Type each record below again, with the same words.

[Stored entries]

====

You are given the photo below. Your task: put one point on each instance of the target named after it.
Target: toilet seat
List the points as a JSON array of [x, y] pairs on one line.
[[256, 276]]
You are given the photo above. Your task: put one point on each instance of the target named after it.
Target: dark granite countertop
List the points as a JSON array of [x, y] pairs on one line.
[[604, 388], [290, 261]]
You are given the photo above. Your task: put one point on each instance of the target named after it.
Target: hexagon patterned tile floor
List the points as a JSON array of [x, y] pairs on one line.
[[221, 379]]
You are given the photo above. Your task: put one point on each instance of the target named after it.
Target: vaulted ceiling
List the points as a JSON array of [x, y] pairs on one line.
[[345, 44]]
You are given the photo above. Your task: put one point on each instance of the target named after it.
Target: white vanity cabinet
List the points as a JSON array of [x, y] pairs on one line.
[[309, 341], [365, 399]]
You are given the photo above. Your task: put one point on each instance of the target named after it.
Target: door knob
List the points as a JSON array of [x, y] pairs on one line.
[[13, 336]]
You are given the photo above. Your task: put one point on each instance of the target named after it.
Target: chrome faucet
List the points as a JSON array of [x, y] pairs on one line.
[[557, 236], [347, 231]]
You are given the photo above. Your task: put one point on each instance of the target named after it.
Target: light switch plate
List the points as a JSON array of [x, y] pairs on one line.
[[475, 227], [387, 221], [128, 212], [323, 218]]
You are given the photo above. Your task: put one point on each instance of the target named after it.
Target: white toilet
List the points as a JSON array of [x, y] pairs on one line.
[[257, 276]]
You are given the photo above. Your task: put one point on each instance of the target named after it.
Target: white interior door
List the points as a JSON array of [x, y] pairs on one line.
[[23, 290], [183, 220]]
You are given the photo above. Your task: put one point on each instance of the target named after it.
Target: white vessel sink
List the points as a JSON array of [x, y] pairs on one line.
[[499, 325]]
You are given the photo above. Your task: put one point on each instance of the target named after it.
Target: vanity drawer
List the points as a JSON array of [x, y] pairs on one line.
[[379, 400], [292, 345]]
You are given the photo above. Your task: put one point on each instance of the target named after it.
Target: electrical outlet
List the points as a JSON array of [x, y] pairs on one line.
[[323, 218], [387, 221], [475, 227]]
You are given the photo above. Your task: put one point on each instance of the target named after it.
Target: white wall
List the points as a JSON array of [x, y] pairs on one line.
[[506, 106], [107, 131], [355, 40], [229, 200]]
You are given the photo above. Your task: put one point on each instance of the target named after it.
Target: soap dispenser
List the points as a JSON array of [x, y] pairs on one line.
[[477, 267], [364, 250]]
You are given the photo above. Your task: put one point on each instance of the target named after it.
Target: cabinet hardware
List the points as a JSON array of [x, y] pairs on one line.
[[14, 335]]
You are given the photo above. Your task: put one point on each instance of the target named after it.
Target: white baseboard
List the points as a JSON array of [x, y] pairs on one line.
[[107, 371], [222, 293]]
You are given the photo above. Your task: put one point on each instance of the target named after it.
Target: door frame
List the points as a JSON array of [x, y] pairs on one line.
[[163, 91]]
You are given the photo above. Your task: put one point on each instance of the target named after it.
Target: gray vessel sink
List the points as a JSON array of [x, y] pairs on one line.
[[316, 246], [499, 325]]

====

▸ SOLUTION TO THIS PROBLEM
You are given the photo below. Your task: put one point on each instance of the target named after it.
Target: toilet seat
List the points as a JSON array of [x, y] pairs on one line.
[[256, 276]]
You are given the photo above. Your task: put one point on each instance of the target named after it.
Target: dark granite countertop
List the points as a JSON array of [x, y] pairs on one line.
[[604, 388], [290, 261]]
You are given the photo above. Your task: put one point on each instance of the target named after it.
Target: hexagon patterned tile floor
List the points as a JSON array of [x, y] pairs on one line.
[[221, 379]]
You are given the photo above. Your task: put one point on each instance of the target named after it.
Target: vaulted ceiling
List the points as a JSON array of [x, y] pairs on one line.
[[345, 44]]
You are given the photo above. Your task: put one point on each instance of the target named after it.
Target: white vanity cabinet
List the points as a JSON array of [x, y] pairs on one line.
[[309, 341], [365, 399]]
You are given the photo above. Your task: put one point on each instance of the target named after it.
Target: door knob
List the points as a JSON array of [x, y] pairs on one line.
[[13, 336]]
You are given the photo above. Your task: put one point on each instance of the target named after it.
Target: chrome faucet
List the points as a JSON array of [x, y] pairs on one line.
[[557, 236], [347, 231]]
You are given the photo above. Your task: put one point on each instance of the target named after it.
Target: light switch plate
List the points as a JSON array of [x, y] pairs on one line.
[[475, 227], [387, 221], [128, 212], [323, 218]]
You are given the photo above. Your task: put one point on each instance of the target named after it.
Target: white toilet
List the points as a JSON array of [x, y] pairs on one line.
[[257, 276]]
You are given the photo above. Your task: put one point on each instance of the target named after it.
Target: white interior door
List the points as a JSON array of [x, y] pairs on one line.
[[23, 290], [183, 220]]
You are given the photo above. Your task: put one point on each instance of the target named after it.
Target: white vessel sink
List the points as a JSON array of [x, y] pairs on one line.
[[499, 325]]
You are given the photo above. Your task: put one point on each instance of the target named after it.
Target: vanity drawer
List the points as a JSON array of [x, y] pairs on one line.
[[379, 400], [292, 345]]
You are given the photo above. Your task: put one point on each instance of the target named after it.
Target: electrical outlet
List the points as a JSON array of [x, y] pairs on one line.
[[323, 218], [387, 221], [475, 227]]
You are given the photo above. Your task: put one point on each instance of the target named after it.
Target: white wall
List the points as a JSON array of [x, y] pairs on one line.
[[506, 106], [107, 131], [355, 40], [229, 200]]
You are given the photo above. Your task: put one point on each instance of the target named after it.
Target: soap dispenser
List the points as a JSON array of [x, y] pairs on one line.
[[477, 267], [364, 250]]
You are given the photo above. Your task: put one point on each instance of the target named after it.
Target: cabinet hardware
List the points as a JSON array of [x, y] pairs on one line.
[[14, 335]]
You are given the photo above. Your task: put one point on each instance of the target named after it.
Target: white baseboard
List the points as a JSON array of [x, y] pairs on one line.
[[107, 371], [222, 293]]
You are given the photo above. Your task: put one point on each instance of the target named after it.
Target: door frame
List the points as a JSON array of [x, y] pairs on one line.
[[163, 91]]
You are given the photo above. Your task: put one point on each instance of the target named after it.
Target: gray vessel sink
List the points as a JSON array of [x, y] pairs on one line.
[[316, 246], [499, 325]]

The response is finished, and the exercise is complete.